(What you need to do) Could you set down, word for word, everything in the records below from the line containing "for the distant" down to the line containing "507;0;640;115", both lines included, and nothing else?

(Entries)

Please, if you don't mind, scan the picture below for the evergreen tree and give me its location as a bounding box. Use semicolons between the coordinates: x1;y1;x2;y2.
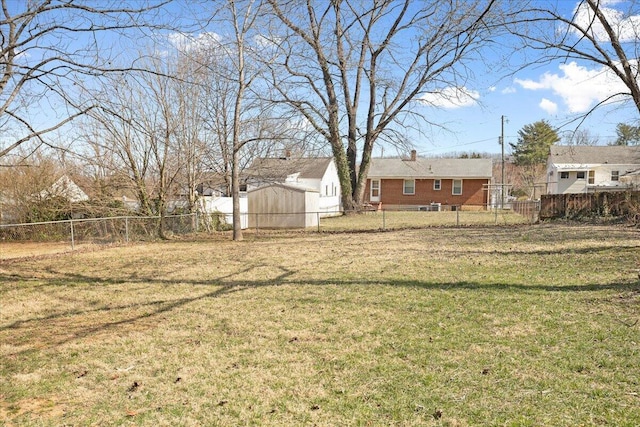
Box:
613;123;640;145
509;120;560;166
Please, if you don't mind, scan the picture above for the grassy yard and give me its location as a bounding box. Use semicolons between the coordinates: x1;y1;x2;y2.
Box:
0;224;640;426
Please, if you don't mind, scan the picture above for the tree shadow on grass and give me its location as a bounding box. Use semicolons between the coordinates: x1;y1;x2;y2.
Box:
0;264;640;356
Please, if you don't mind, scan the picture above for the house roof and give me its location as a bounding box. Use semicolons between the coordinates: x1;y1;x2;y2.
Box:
368;158;493;179
246;157;333;181
549;145;640;165
247;182;319;193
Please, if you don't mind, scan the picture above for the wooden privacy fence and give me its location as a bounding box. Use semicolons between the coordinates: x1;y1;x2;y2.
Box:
540;191;640;219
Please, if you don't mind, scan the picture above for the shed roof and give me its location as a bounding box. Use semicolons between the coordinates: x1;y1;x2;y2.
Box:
368;158;493;179
549;145;640;165
247;157;333;180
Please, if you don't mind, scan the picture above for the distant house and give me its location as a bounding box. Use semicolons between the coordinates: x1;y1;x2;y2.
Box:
365;151;492;210
245;156;342;217
40;175;89;203
547;145;640;194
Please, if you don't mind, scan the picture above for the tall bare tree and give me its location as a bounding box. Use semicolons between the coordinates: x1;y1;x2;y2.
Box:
269;0;500;211
0;0;166;158
193;0;283;240
507;0;640;115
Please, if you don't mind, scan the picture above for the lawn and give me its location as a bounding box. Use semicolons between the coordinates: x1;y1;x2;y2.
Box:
0;224;640;426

(The answer)
Please, if you don't mind, scan the picture above for the distant house and give me its location as a bounding box. Use semicolons between the coordinates: x1;y1;x2;y2.
Box:
365;151;492;210
245;156;342;217
40;175;89;203
547;145;640;194
Please, if you don't mind, scan the picture above for the tall bare tree and give me its location as a bounding box. Use semicolons between the coordinates: x1;y1;x2;y2.
Box:
269;0;500;211
0;0;166;158
193;0;283;240
507;0;640;115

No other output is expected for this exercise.